◆ **TRAVAIL À FAIRE**
a – D'après l'extrait, qui arriva à la Martinique alors que le narrateur était dans cet état depuis sept mois et demi ?
b – Recopiez l'extrait depuis "M. de Béhague donna" jusqu'à "donner des consolations." en substituant "les armateurs" à "les capitaines", s'il vous plaît.

◆ **EXTRAIT**
Il y avait 7 mois et demi que j'étais en cet état, lorsque M. de Béhague arriva à la Martinique. Les secours donnés à l'assemblée coloniale par MM. Rivière et Orléans entretenaient la guerre contre les patriotes. J'écrivis aux commissaires civils pour demander à être transféré au FortRoyal et y être jugé. L'on ne pouvait plus se soustraire à cette juste demande. Ce moment devait être celui de ma délivrance et je sortis de prison. Ne pouvant marcher, je fus mis sur un tombereau et lié avec des cordes. Tous ceux qui étaient détenus avec moi furent liés deux à deux et on nous conduisit pendant 7 lieues, comme en trophée, au milieu des plus cruelles injures. On nous jeta ensuite dans un bateau, en rade de Fort-Royal, entre deux vaisseaux de ligne. Nous

étions gardés par un officier de marine et 20 matelots et nous couchions sur des pierres.

M. de Béhague donna l'ordre de m'empêcher d'écrire, ni de faire aucune demande. Cependant, les capitaines et les négociants de Saint-Pierre apprirent, par voie indirecte, que j'étais renfermé dans le bateau, pendant qu'à terre on me faisait passer pour mort. Ils firent une députation aux commissaires, et leur exposèrent l'état de mes affaires, toutes mes marchandises endommagées, mon magasin fermé depuis 7 mois et demi, l'impossibilité de me faire payer par les planteurs. Ils déclarèrent qu'ils les rendraient responsables de ce que je devais. Toutes ces circonstances les déterminèrent à ordonner ma délivrance, mais ils me firent recommander de ne point aller au Fort-Royal, que j'y serais indubitablement assassiné, qu'ils n'y étaient pas les maîtres. Je me suis réfugié à Saint-Pierre où tous les citoyens se sont empressés de me donner des consolations.

Je suis venu réclamer des législateurs la justice qu'on m'a refusée dans ma patrie. Après tant de souffrances, ma ruine est consommée, et les moyens de poursuivre mes persécuteurs me semble interdits. Un commis qui, au Fort-Royal, s'était chargé pour moi de faire des recouvrements, vient, dans ce moment, d'être obligé de s'expatrier avec toute sa famille. Mais ici, mon espoir renaît. L'Assemblée nationale percera enfin les événements dont la Martinique a été le théâtre. Elle verra que trois gouverneurs, d'accord avec l'assemblée coloniale, et peut-être avec les ministres, ont fait l'un après l'autre tous leurs efforts pour anéantir la Constitution et étouffer le patriotisme. Elle saura que les fonds envoyés dans les colonies pour les dépenses annuelles, ont été employés pour soutenir la guerre contre les patriotes.

◆ **LIGNES DE DONNÉES**
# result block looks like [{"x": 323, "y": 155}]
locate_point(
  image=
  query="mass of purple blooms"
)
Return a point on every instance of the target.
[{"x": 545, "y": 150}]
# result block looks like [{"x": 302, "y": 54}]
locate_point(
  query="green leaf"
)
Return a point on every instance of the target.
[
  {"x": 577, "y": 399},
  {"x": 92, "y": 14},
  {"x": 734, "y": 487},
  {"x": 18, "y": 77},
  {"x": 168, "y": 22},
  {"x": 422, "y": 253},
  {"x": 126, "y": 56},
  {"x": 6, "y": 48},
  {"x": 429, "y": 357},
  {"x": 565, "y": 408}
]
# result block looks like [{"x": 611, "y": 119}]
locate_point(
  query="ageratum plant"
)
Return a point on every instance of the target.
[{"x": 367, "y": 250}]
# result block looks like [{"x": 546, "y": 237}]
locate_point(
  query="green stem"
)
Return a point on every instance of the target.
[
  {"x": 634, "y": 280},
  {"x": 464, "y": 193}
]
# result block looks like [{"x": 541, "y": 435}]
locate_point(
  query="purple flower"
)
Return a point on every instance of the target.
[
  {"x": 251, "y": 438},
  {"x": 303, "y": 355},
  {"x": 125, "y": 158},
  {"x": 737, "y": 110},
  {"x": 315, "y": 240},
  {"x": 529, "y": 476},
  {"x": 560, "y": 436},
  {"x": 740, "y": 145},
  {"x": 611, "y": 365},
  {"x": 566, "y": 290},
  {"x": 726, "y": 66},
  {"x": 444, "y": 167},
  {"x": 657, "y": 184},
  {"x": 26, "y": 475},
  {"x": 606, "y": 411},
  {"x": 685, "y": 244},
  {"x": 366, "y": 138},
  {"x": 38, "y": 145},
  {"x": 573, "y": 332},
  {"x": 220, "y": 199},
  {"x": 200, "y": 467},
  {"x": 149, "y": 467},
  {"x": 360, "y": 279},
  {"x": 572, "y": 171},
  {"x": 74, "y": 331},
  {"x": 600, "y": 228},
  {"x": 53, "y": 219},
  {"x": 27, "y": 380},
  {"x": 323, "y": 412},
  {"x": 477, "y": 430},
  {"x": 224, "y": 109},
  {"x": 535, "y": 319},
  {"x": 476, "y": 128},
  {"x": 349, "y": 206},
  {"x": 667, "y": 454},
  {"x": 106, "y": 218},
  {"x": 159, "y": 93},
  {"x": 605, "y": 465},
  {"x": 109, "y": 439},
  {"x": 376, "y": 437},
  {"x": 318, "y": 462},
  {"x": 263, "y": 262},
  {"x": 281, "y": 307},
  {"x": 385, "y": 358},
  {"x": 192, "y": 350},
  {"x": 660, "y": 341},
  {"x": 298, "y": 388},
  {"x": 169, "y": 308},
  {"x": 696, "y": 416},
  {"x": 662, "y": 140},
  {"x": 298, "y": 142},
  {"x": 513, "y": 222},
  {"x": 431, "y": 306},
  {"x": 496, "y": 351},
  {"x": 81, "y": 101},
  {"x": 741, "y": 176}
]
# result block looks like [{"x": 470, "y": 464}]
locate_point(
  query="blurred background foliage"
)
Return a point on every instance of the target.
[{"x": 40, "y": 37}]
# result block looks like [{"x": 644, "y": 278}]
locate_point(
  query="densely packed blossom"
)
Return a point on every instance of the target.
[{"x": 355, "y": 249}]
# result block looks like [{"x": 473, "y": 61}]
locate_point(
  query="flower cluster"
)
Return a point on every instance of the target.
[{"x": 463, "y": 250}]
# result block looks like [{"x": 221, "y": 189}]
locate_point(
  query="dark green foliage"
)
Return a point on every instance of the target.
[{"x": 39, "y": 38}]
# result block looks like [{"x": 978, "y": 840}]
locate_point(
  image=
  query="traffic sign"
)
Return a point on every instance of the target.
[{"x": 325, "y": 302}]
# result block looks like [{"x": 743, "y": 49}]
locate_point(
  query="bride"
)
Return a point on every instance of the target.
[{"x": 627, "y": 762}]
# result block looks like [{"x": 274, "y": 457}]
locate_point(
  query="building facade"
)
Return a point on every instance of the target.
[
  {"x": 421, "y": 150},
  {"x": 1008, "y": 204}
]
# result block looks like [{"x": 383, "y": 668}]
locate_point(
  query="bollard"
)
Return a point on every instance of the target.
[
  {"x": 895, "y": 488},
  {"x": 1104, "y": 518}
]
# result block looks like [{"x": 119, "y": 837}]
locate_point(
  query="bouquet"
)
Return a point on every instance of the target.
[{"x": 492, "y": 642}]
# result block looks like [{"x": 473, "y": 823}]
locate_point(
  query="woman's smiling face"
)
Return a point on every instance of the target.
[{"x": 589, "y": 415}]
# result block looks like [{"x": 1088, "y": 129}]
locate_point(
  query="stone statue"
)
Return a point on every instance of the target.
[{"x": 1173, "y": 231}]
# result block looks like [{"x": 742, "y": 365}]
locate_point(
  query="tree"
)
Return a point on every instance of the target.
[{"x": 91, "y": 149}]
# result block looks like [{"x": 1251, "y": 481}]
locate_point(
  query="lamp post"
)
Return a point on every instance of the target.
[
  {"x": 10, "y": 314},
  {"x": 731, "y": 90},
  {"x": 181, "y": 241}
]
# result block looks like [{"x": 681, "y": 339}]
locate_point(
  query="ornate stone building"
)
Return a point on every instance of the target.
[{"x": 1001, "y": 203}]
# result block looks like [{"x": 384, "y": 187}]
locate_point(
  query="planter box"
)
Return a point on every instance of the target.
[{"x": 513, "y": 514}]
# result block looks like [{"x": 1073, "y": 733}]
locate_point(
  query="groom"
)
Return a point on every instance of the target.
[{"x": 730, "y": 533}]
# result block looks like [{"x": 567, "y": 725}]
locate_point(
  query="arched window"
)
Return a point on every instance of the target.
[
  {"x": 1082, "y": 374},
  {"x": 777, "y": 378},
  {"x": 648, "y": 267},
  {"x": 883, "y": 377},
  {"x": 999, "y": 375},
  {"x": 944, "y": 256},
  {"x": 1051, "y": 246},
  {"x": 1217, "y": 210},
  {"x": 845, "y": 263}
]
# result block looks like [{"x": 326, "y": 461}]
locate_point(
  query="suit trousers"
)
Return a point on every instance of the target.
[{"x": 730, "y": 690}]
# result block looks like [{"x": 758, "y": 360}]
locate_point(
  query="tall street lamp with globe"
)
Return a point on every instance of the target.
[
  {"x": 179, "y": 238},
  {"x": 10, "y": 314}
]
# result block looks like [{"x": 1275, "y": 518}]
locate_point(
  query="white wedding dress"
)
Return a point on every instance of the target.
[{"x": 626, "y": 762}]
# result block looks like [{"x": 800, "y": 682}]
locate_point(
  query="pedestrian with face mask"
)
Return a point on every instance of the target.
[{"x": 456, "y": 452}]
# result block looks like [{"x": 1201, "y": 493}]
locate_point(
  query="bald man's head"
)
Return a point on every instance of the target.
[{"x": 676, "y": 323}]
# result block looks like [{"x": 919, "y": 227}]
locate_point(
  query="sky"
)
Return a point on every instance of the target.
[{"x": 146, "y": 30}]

◆ **RÉSULTATS PAR CONSIGNE**
a – M. de Béhague.

b –
M. de Béhague donna l'ordre de m'empêcher d'écrire, ni de faire aucune demande. Cependant, les armateurs et les négociants de Saint-Pierre apprirent, par voie indirecte, que j'étais renfermé dans le bateau, pendant qu'à terre on me faisait passer pour mort. Ils firent une députation aux commissaires, et leur exposèrent l'état de mes affaires, toutes mes marchandises endommagées, mon magasin fermé depuis 7 mois et demi, l'impossibilité de me faire payer par les planteurs. Ils déclarèrent qu'ils les rendraient responsables de ce que je devais. Toutes ces circonstances les déterminèrent à ordonner ma délivrance, mais ils me firent recommander de ne point aller au Fort-Royal, que j'y serais indubitablement assassiné, qu'ils n'y étaient pas les maîtres. Je me suis réfugié à Saint-Pierre où tous les citoyens se sont empressés de me donner des consolations.